### Exercise brief
Without the pictures, return all of the material exactly as written.

### Exercise data
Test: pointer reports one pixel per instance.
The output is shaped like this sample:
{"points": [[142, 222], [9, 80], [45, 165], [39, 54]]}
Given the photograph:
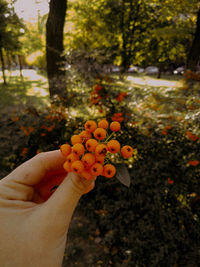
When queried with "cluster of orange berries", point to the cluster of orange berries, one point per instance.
{"points": [[89, 150]]}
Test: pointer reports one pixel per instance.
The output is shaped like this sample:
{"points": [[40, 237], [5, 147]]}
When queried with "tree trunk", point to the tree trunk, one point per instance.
{"points": [[194, 54], [54, 48], [3, 66]]}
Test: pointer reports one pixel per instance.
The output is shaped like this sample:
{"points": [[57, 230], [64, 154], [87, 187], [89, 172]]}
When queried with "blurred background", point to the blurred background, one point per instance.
{"points": [[133, 61]]}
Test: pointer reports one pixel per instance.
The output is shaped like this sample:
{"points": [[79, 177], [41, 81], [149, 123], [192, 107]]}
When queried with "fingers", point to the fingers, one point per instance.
{"points": [[64, 200], [32, 171]]}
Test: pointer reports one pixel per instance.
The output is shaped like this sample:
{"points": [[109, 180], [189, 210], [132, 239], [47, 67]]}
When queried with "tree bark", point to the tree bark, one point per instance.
{"points": [[194, 54], [3, 66], [54, 48]]}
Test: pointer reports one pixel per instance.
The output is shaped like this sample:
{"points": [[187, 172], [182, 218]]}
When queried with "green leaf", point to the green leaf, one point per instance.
{"points": [[123, 175]]}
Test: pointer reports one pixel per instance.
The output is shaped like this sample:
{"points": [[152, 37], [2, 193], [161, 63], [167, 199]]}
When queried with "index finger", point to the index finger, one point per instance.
{"points": [[32, 171]]}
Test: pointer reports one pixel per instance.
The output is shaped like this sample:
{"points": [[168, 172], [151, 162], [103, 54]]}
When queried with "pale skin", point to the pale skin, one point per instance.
{"points": [[33, 232]]}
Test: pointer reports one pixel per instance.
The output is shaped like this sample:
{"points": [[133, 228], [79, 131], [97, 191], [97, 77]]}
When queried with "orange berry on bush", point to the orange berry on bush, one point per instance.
{"points": [[67, 166], [115, 126], [99, 159], [77, 166], [100, 133], [65, 149], [91, 145], [113, 146], [96, 169], [72, 157], [109, 170], [127, 152], [103, 124], [87, 175], [90, 126], [78, 149], [88, 159], [101, 150], [85, 135], [76, 139]]}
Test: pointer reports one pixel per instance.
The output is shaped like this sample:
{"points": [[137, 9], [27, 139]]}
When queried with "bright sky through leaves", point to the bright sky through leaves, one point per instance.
{"points": [[28, 9]]}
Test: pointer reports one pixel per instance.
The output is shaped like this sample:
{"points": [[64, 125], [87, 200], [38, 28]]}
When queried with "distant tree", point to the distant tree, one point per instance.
{"points": [[10, 31], [54, 47], [194, 53]]}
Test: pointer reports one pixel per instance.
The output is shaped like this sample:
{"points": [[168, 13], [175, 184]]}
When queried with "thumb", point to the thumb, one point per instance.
{"points": [[62, 203]]}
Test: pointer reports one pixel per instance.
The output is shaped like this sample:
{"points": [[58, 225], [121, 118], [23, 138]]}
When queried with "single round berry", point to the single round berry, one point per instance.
{"points": [[113, 146], [115, 126], [91, 145], [100, 133], [127, 152], [87, 175], [67, 166], [76, 139], [65, 149], [109, 170], [90, 126], [88, 159], [85, 135], [99, 159], [101, 150], [78, 149], [103, 124], [72, 157], [77, 166], [96, 169]]}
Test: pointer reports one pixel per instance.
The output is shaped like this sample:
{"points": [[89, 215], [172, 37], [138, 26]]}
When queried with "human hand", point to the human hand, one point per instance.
{"points": [[33, 232]]}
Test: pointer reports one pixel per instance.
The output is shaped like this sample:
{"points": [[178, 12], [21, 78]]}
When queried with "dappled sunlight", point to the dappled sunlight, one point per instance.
{"points": [[150, 81]]}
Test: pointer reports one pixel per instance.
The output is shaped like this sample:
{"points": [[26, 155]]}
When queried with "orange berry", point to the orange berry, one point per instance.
{"points": [[113, 146], [103, 124], [100, 133], [85, 135], [77, 166], [115, 126], [65, 149], [90, 126], [99, 159], [96, 169], [76, 139], [101, 150], [88, 159], [91, 145], [78, 149], [109, 170], [72, 157], [127, 151], [67, 166], [87, 175]]}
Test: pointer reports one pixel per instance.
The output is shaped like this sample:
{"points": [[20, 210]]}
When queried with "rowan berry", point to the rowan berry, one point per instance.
{"points": [[90, 126], [91, 145], [96, 169], [109, 170], [85, 135], [103, 124], [78, 149], [115, 126], [76, 139], [113, 146], [126, 152], [87, 175], [100, 133], [88, 159], [65, 149], [101, 150], [72, 157], [77, 166], [67, 166], [99, 159]]}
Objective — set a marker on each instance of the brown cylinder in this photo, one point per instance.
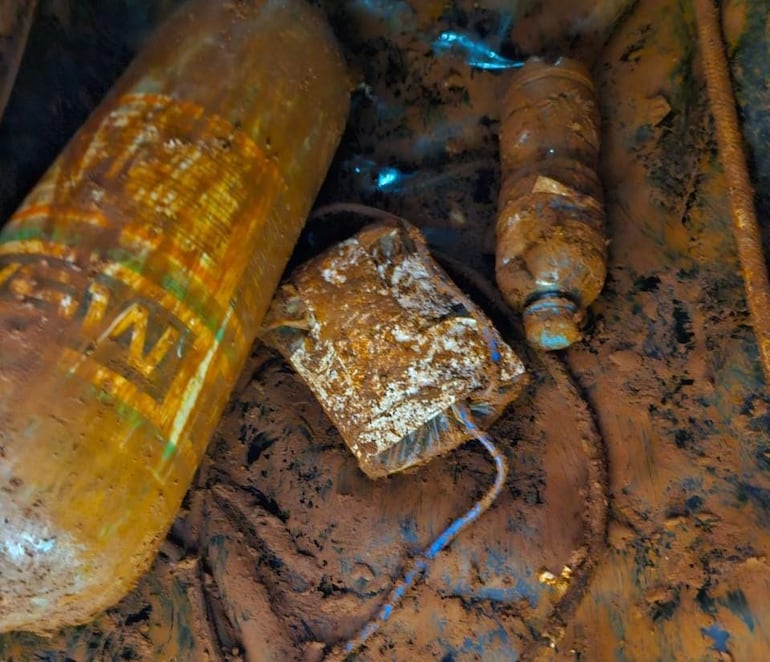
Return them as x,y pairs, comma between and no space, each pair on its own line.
551,250
132,282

### Exercise response
Test: pointer reports one pixel per instance.
The output is shaped like this sample:
{"points": [[142, 222], [9, 80], [45, 165], [39, 54]]}
Given the photograph:
When queried with "cluster of orange berries", point to the cluster of orange berries, one point per instance.
{"points": [[89, 150]]}
Test: pointer reports one pixel per instance.
The output is shaped like this sample:
{"points": [[40, 237], [5, 147]]}
When queried with "tree trunk", point to the tree trunk, one point per instance.
{"points": [[194, 54], [54, 48], [3, 66]]}
Test: pointer reports one pixel per instance.
The output is shaped like this sample:
{"points": [[57, 230], [64, 154], [87, 187], [89, 172]]}
When queried with "blurred background", point to the blurred background, one point per instance.
{"points": [[133, 61]]}
Test: pointer reports one pixel per instance.
The output is shaped like this sample:
{"points": [[79, 177], [41, 81], [149, 123], [192, 107]]}
When queried with "fingers", point to the fingers, one point per instance.
{"points": [[64, 200], [32, 171]]}
Test: pointer reports one pixel per instance.
The output is shaped like this sample:
{"points": [[109, 180], [189, 210], [132, 239], [47, 67]]}
When queried with "tree bark", point to the tree bark, one point per instance.
{"points": [[194, 54], [3, 66], [54, 48]]}
Test: pointer reports one pixel per instance.
The output is shaped like this sample:
{"points": [[187, 172], [182, 218]]}
When queried with "green leaf", point to the green leaf, one point per instance.
{"points": [[123, 175]]}
Test: pointer reports one pixel per instance.
The output is shaped like this sample:
{"points": [[152, 37], [2, 193], [161, 63], [167, 199]]}
When queried with "index finger", point to the index finger, one point per instance.
{"points": [[32, 171]]}
Test: pointer reports one pixel per instance.
The output is shaped like this sample:
{"points": [[168, 172], [151, 162], [103, 54]]}
When queried with "pale skin", point to the pale skin, one point per instance.
{"points": [[33, 232]]}
Test: pointer reports one pixel per instance.
The output is shaped like this sample:
{"points": [[133, 228], [79, 131], [97, 191], [97, 77]]}
When queried with "orange berry on bush", point to the orange berry on bush, one point per instance.
{"points": [[67, 166], [115, 126], [99, 159], [77, 166], [100, 133], [65, 149], [91, 145], [113, 146], [96, 169], [72, 157], [109, 170], [127, 152], [103, 124], [87, 175], [90, 126], [78, 149], [88, 159], [101, 150], [85, 135], [76, 139]]}
Test: pointer reports one pixel per instance.
The output is shaped like this sample:
{"points": [[137, 9], [27, 139]]}
When queried with "bright sky through leaves", point to the bright sky through leaves, one point per instance.
{"points": [[28, 9]]}
Test: pointer reports one pixel per instance.
The output is shaped like this sample:
{"points": [[64, 125], [87, 200], [38, 28]]}
When queried with "distant tree", point to the distant tree, one point per instance.
{"points": [[10, 31], [54, 47], [194, 53]]}
Test: pointer reports one pixel per instance.
The output is shaped like this sample:
{"points": [[168, 13], [175, 184]]}
When queried with "thumb", point to the thumb, one point per instance.
{"points": [[62, 203]]}
Test: pointer reports one pixel per instance.
The output is shaped like this sample:
{"points": [[58, 225], [121, 118], [23, 138]]}
When queried with "single round berry", point to the single round berry, one point per instance.
{"points": [[113, 146], [115, 126], [91, 145], [100, 133], [127, 152], [87, 175], [67, 166], [76, 139], [65, 149], [109, 170], [90, 126], [88, 159], [85, 135], [99, 159], [101, 150], [78, 149], [103, 124], [72, 157], [77, 166], [96, 169]]}
Test: pointer reports one pixel per instance.
The output is shaped like this sample:
{"points": [[89, 215], [172, 37], [138, 26]]}
When queried with "human hand", point to the human hand, one point per instance.
{"points": [[33, 232]]}
Test: pointer reports one pixel per instance.
The output is shaped like this sample:
{"points": [[178, 12], [21, 78]]}
When queried with "dappled sunlight", point to the dappled sunlight, one point per instance.
{"points": [[150, 81]]}
Test: pointer reports one pixel per instance.
The output is shaped like this sample:
{"points": [[26, 155]]}
When queried with "orange berry", point to the orange berry, one point per instance.
{"points": [[113, 146], [103, 124], [100, 133], [85, 135], [77, 166], [115, 126], [65, 149], [90, 126], [99, 159], [96, 169], [76, 139], [101, 150], [88, 159], [91, 145], [78, 149], [109, 170], [72, 157], [127, 151], [67, 166], [87, 175]]}
Test: pointer reports one pixel per instance.
The output is shaped like this sample:
{"points": [[20, 210]]}
When queried with "rowan berry", point to the rowan berry, one point per instance.
{"points": [[90, 126], [91, 145], [96, 169], [109, 170], [85, 135], [103, 124], [78, 149], [115, 126], [76, 139], [113, 146], [126, 152], [87, 175], [100, 133], [88, 159], [65, 149], [101, 150], [72, 157], [77, 166], [67, 166], [99, 159]]}
Objective — set a marker on each instance of the brown cylinder in this photo, one point per instance.
Return them as x,y pairs, comma between and no space, each pair on its own line.
551,250
132,282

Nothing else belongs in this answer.